__SHORT EXERCISE__. Rewrite the records, from the line with "Target: blue flag" through the end, as a Markdown table with the columns Row and Line. Number each line and leave out blank lines.

__PROVIDED RECORDS__.
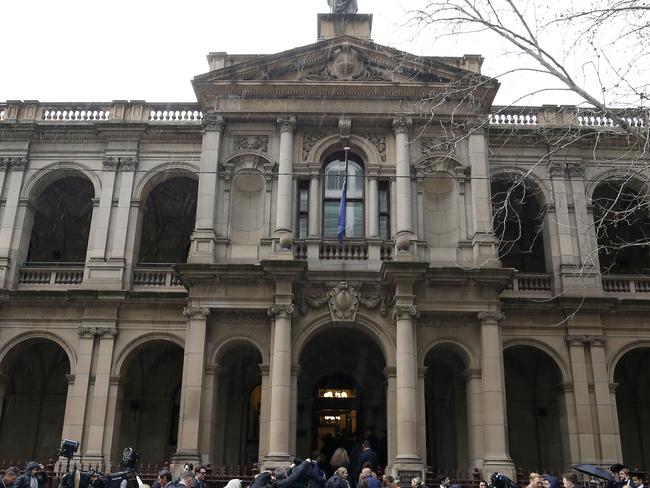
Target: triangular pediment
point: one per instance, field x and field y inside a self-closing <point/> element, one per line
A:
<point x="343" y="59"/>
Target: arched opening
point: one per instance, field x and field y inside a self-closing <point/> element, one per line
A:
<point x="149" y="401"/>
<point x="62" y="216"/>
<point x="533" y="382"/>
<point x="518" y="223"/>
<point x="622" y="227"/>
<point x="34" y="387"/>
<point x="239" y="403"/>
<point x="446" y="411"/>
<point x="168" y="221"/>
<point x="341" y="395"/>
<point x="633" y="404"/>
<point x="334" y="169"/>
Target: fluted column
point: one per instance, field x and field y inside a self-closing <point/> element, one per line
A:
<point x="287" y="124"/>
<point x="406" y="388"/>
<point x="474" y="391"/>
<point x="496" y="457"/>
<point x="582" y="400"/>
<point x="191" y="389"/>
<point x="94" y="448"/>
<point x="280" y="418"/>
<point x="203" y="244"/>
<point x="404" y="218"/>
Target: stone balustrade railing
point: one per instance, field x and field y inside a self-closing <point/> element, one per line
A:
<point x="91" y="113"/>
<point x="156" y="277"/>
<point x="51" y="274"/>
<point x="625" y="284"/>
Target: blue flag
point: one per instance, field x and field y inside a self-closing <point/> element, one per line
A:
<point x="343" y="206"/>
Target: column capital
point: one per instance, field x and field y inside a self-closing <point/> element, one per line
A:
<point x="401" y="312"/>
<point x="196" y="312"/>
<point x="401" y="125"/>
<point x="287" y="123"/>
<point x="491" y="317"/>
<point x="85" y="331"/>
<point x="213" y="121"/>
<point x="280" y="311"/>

__RESULT OF THE TASK__.
| Row | Line |
|---|---|
| 1 | Target: blue flag |
| 2 | point: one per instance, field x and field y inside a self-closing <point/> element, one per line |
| 3 | A: |
| 4 | <point x="343" y="206"/> |
| 5 | Target: column capital |
| 6 | point: one per instance, field x and field y inside a self-closing <point/> element, one per line |
| 7 | A: |
| 8 | <point x="401" y="312"/> |
| 9 | <point x="196" y="312"/> |
| 10 | <point x="401" y="125"/> |
| 11 | <point x="287" y="123"/> |
| 12 | <point x="491" y="317"/> |
| 13 | <point x="85" y="331"/> |
| 14 | <point x="213" y="121"/> |
| 15 | <point x="280" y="311"/> |